**Task directions**.
Copy the passage on Lorraine Michael and Muskrat Falls word for word, starting at "Bloc-NDP members of" and ending at "the original promise.".

Bloc-NDP members of parliament Ryan Cleary and Jack Harris campaigned on a pro-Muskrat Falls ticket during last year’s federal election, as did provincial party leader Lorraine Michael who joined them on the campaign trail.

Enterprising news editors will no doubt be scrambling for shots of Lorraine cheering Jack’s visit here as she cheered Jack on and looking through Lorraine’s old news releases.

Lorraine supported the Lower Churchill project.  Her only criticism at the time it was released is that the deal was not as big as the original promise.

But make no mistake:  Lorraine backed Muskrat Falls.

However, she’s been shifting her position as public opposition to the project mounted.  You could say she’s trying to pull an Aylward.  Former Liberal leader Kevin Aylward shifted his potion almost 180 degrees on the project during the latter days of last fall’s provincial election. 

Now Michael is trying to sound like she isn’t backing the plan to deliver cheap electricity to her New Democrat pals in Nova Scotia.  Here’s how the Telegram quoted her from another Muskrat story from Thursday’s paper:

NDP Leader Lorraine Michael said she’s open to being convinced that going ahead with the project is a good idea. Nothing Locke said moved her, though.

**Exercise data**.

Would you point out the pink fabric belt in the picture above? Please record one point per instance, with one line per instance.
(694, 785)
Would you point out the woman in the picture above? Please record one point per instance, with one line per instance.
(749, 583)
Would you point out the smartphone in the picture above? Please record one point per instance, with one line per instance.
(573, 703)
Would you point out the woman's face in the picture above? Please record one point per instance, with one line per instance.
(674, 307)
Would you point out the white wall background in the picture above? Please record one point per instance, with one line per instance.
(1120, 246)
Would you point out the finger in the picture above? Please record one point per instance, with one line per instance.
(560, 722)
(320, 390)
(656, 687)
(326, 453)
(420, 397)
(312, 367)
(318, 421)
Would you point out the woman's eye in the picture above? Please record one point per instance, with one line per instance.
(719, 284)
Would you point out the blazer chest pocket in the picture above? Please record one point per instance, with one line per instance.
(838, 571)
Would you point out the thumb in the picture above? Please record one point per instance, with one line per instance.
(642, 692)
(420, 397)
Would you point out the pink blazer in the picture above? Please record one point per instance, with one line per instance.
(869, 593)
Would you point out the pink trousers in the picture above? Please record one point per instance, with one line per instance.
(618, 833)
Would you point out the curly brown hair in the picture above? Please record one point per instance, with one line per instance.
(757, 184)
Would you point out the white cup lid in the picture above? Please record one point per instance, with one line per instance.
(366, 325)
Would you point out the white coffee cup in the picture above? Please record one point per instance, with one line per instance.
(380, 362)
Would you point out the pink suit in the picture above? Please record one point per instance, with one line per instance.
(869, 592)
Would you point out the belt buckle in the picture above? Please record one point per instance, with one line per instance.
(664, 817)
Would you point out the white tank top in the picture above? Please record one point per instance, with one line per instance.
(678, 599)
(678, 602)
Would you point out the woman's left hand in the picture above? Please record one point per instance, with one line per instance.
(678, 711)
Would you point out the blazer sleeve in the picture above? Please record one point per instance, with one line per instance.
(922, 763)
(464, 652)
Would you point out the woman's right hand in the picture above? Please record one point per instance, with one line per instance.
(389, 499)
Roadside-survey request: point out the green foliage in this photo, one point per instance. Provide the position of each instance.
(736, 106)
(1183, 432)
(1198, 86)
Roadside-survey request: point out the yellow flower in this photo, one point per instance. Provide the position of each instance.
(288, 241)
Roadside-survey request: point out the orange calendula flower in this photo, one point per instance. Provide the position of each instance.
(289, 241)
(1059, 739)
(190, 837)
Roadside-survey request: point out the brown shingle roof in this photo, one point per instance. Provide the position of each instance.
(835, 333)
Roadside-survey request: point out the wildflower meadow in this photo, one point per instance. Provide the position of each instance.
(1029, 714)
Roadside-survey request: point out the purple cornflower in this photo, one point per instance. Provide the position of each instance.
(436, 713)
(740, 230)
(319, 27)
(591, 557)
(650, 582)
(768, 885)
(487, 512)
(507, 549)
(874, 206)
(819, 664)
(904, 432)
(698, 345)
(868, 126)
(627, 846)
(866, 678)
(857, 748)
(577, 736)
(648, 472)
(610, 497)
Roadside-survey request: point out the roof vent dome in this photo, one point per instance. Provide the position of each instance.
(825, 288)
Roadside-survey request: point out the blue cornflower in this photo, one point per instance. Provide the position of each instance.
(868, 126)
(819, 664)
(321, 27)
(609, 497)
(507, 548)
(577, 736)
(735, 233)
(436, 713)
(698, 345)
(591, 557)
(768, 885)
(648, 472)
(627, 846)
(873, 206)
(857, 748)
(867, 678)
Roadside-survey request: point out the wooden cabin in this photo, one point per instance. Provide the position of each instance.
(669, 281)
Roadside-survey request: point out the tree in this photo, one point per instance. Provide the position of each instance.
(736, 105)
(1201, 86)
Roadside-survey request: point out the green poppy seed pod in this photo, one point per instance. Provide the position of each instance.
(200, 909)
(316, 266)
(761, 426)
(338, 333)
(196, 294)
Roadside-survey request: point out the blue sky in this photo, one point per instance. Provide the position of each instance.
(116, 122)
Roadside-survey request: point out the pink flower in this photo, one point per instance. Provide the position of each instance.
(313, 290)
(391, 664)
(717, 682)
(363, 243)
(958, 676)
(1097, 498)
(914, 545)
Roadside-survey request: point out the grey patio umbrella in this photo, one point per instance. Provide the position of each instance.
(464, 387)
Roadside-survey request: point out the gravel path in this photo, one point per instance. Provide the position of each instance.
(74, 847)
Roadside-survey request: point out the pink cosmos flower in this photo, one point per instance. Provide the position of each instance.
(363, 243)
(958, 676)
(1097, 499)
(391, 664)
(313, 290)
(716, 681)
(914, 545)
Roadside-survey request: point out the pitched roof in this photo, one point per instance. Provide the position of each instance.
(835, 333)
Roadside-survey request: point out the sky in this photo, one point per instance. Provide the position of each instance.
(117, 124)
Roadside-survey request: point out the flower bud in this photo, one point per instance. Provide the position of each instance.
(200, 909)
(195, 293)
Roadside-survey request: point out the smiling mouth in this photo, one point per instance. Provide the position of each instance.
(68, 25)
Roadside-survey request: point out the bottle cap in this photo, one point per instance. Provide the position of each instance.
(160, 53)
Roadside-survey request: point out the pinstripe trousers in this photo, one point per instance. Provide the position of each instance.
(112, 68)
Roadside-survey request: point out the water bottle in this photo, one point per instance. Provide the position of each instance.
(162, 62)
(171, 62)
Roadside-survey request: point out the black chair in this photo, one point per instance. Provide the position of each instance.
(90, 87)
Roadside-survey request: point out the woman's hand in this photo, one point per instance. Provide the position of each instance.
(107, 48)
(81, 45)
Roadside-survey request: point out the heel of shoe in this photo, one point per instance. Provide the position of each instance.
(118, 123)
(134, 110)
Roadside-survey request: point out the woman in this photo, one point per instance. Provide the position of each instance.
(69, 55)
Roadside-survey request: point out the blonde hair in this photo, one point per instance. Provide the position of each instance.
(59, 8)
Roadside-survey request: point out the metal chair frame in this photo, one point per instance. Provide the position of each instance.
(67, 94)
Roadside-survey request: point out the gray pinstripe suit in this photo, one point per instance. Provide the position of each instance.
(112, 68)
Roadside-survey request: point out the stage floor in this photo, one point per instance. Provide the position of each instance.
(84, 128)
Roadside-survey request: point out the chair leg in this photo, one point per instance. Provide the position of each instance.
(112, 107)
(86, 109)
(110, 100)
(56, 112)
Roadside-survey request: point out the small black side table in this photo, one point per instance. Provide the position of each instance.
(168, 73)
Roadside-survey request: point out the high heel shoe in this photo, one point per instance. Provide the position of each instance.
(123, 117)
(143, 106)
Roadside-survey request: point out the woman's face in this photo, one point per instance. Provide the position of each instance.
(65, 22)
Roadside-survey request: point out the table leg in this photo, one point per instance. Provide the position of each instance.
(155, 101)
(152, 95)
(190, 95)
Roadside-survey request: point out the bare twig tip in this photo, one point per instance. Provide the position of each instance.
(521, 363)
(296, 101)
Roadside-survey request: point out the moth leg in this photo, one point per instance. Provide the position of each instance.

**Solution**.
Bloc-NDP members of parliament Ryan Cleary and Jack Harris campaigned on a pro-Muskrat Falls ticket during last year’s federal election, as did provincial party leader Lorraine Michael who joined them on the campaign trail.

Enterprising news editors will no doubt be scrambling for shots of Lorraine cheering Jack’s visit here as she cheered Jack on and looking through Lorraine’s old news releases.

Lorraine supported the Lower Churchill project.  Her only criticism at the time it was released is that the deal was not as big as the original promise.